### Requirement
Extract every line starting at the line that contains "illuminated tower in the picture above." and ending with the final line of the data, inclusive; give only those lines, word for word.

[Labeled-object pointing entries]

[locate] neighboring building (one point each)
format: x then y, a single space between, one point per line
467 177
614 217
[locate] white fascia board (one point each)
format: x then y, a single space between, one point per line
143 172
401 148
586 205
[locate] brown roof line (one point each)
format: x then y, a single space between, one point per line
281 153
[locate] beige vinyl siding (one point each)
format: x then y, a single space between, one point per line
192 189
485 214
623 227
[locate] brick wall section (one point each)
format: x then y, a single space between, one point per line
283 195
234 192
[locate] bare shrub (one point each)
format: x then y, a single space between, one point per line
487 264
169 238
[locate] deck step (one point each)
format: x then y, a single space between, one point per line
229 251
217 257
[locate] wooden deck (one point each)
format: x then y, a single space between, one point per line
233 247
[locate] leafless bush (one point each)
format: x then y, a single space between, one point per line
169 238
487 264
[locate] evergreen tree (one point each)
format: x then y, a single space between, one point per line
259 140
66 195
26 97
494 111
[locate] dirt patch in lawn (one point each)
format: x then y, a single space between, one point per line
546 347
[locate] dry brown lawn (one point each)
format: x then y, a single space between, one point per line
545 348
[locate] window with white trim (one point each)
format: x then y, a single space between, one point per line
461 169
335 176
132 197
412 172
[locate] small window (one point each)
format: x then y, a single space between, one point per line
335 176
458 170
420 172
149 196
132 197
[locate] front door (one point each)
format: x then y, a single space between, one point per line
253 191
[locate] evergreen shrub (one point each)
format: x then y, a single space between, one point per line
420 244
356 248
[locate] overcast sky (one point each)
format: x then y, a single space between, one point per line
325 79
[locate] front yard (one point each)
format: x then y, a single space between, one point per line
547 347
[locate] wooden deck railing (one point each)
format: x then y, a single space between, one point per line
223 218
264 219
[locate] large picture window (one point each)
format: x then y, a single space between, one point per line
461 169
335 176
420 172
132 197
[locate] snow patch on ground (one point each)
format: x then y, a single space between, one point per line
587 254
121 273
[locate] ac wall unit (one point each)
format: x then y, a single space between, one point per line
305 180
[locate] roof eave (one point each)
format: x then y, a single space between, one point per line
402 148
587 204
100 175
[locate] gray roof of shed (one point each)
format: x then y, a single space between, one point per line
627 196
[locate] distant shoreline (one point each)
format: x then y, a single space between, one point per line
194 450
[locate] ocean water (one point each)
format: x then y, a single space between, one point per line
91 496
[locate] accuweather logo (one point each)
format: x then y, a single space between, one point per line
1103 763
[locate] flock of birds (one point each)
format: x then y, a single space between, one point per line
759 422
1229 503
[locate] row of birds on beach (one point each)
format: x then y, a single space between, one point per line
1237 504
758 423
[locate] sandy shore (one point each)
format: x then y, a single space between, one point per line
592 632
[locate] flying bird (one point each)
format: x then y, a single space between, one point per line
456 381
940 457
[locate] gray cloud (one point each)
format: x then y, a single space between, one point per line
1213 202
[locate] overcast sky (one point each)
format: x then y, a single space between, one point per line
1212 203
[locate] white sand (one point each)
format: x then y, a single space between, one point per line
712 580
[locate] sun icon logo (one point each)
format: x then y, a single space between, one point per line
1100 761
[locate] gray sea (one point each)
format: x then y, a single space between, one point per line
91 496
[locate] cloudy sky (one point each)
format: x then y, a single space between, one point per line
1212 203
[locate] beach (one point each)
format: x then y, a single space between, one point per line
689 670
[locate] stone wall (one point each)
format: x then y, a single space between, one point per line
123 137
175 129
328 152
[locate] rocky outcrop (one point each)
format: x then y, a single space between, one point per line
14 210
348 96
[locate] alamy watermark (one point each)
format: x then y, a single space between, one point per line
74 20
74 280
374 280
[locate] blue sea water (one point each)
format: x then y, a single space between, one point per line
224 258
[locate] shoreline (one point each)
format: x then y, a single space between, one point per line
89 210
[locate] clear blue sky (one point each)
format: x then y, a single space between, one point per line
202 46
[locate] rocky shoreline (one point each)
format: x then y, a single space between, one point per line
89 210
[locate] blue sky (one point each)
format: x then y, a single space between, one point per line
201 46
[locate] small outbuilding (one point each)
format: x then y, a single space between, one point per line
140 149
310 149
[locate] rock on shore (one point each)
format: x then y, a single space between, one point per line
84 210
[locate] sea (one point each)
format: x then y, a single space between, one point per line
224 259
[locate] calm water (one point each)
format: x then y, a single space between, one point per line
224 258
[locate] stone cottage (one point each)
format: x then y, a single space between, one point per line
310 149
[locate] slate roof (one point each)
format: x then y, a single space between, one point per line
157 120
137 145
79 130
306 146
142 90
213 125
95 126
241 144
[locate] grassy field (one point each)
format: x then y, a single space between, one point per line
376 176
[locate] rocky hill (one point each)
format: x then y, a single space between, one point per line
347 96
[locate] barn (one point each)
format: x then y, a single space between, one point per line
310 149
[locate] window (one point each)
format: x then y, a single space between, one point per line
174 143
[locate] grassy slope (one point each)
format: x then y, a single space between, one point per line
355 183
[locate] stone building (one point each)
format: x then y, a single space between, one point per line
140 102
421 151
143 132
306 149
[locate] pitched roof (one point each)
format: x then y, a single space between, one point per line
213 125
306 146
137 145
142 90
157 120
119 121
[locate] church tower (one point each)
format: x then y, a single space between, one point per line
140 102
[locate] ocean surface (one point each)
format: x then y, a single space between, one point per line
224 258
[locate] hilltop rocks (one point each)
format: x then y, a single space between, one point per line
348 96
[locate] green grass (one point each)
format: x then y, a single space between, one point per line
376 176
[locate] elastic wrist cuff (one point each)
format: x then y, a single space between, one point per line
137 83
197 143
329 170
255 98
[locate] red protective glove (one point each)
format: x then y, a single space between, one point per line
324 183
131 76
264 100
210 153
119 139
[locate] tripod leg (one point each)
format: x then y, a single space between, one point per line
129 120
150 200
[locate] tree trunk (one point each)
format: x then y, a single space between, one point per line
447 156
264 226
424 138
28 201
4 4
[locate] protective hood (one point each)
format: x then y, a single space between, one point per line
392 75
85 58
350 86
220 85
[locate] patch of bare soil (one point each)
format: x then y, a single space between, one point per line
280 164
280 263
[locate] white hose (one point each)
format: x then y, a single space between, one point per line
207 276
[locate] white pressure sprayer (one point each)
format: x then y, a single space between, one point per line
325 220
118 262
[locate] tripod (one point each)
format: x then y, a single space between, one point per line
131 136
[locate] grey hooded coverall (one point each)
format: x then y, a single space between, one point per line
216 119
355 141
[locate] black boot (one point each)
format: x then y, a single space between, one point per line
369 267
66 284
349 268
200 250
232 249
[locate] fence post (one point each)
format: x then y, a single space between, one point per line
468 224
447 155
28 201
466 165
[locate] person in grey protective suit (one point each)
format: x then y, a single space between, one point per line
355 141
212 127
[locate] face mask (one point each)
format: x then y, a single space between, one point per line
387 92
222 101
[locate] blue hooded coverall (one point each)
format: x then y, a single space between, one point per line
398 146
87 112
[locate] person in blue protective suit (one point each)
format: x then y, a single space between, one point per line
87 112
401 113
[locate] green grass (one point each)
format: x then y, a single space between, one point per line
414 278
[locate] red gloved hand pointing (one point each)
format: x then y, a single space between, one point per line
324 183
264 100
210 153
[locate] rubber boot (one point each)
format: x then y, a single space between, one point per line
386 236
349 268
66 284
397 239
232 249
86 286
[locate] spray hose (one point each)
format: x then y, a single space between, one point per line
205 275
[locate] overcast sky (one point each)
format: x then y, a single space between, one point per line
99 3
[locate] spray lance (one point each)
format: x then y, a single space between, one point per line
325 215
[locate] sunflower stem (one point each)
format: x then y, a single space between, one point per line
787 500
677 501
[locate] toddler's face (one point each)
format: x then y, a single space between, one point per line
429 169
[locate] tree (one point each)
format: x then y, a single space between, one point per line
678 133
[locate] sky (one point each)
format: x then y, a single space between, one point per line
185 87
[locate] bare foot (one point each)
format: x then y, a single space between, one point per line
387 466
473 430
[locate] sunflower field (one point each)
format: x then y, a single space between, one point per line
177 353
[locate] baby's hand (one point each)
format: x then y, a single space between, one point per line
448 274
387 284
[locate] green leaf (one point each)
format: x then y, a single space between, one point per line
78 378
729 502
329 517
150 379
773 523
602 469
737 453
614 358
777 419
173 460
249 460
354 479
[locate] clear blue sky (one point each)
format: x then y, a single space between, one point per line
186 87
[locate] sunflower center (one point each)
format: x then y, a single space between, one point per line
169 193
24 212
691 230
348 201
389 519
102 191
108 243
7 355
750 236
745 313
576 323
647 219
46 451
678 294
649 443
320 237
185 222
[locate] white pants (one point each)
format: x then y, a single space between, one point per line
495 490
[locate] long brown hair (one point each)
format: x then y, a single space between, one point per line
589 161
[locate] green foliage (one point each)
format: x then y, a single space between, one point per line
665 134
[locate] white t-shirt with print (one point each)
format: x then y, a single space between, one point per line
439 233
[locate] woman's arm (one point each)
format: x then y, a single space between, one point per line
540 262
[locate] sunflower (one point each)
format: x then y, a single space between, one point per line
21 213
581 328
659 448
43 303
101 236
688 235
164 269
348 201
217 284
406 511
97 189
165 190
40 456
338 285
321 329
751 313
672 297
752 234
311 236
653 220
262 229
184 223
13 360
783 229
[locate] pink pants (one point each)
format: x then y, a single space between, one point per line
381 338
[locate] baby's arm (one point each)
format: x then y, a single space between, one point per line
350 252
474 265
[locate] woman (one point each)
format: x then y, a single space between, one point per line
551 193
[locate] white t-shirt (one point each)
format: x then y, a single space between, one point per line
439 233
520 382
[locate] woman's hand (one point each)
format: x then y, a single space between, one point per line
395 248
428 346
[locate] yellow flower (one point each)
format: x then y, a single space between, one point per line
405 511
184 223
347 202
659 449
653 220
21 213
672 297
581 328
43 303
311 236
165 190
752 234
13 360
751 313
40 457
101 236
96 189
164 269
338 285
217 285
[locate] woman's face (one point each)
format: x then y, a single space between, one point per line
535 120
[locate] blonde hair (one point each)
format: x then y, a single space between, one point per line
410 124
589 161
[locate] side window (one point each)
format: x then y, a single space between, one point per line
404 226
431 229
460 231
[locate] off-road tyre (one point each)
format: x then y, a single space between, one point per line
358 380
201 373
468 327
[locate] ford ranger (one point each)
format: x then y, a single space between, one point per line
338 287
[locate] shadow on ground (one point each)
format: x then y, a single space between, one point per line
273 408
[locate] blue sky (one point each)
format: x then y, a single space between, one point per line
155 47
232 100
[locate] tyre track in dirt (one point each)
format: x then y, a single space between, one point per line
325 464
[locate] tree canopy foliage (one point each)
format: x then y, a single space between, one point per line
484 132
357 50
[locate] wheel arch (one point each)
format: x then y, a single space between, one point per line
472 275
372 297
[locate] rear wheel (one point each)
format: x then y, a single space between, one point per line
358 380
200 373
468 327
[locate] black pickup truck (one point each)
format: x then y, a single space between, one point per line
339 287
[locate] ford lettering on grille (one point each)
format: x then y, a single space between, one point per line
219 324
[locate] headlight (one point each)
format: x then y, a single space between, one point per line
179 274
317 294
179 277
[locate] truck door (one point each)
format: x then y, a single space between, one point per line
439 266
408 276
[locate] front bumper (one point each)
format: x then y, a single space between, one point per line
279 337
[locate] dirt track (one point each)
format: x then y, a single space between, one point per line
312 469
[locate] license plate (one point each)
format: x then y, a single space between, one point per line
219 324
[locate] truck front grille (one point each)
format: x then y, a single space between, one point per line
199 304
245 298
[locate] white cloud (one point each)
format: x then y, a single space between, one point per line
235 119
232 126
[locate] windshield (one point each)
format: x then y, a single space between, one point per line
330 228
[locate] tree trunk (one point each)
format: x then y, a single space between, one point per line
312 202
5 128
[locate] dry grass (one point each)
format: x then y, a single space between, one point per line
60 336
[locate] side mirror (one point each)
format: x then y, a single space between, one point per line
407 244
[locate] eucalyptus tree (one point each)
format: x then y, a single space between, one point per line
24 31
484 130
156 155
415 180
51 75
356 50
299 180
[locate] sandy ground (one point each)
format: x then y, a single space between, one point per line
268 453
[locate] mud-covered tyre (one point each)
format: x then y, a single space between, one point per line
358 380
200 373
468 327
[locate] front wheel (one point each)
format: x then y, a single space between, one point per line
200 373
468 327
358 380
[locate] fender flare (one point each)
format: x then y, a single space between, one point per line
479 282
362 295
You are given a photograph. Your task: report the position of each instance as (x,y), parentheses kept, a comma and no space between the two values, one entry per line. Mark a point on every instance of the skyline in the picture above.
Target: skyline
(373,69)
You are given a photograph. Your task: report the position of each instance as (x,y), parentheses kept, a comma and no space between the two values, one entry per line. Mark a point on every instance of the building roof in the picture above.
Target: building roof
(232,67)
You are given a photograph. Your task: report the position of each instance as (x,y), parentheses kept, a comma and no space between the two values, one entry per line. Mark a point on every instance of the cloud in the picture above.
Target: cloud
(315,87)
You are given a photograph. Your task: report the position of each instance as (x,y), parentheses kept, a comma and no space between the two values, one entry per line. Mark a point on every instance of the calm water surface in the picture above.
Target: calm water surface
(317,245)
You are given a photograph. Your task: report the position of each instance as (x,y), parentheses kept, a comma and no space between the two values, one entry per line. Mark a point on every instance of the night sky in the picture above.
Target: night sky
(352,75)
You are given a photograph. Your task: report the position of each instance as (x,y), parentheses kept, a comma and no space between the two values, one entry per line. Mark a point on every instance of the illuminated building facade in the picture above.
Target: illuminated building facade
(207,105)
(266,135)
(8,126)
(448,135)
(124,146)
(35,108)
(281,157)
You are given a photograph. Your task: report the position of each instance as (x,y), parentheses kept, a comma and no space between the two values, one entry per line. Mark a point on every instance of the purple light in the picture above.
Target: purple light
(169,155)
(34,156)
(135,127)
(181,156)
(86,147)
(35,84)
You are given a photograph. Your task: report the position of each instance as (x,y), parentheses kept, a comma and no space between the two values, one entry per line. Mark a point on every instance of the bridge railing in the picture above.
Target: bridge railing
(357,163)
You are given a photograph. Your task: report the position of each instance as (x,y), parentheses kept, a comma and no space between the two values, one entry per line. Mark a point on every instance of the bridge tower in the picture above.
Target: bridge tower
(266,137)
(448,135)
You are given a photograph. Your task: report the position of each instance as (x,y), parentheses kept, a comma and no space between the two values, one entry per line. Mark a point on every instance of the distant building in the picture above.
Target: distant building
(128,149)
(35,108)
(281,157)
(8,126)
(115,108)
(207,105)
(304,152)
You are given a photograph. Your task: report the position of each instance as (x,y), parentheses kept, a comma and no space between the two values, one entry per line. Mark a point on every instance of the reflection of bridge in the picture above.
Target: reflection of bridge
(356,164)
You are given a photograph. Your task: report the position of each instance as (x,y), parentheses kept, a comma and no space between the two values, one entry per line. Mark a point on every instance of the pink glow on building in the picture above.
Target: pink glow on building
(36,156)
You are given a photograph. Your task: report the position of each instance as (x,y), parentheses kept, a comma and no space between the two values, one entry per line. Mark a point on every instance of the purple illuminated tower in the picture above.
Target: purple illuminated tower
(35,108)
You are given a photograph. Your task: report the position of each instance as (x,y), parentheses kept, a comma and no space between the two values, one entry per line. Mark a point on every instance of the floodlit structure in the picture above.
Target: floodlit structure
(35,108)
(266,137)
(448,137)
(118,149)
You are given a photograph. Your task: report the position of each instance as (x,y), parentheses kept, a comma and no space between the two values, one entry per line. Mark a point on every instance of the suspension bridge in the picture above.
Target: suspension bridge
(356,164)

### Task output
You are given a photograph. Your task: report the position of each instance as (x,y), parentheses kept, a comma and no space between the two values, one entry per line. Mark a point on every instance of the purple illuminated tower in the picture above.
Target: purple illuminated tower
(35,108)
You are given a photograph. Your task: report the position of each instance as (x,y), parentheses kept, a comma and no space between the two values, one entry per line. Mark a point on every instance of the floodlit structure in the picture above.
Target: floodlit structure
(35,108)
(266,137)
(448,137)
(118,149)
You are given a photograph. Your task: report the position of each instance as (x,y), parentheses kept, a comma and no space between the two values, one entry per line. Mark a point on every instance of the suspension bridge in the picture above.
Target: suspension bridge
(356,164)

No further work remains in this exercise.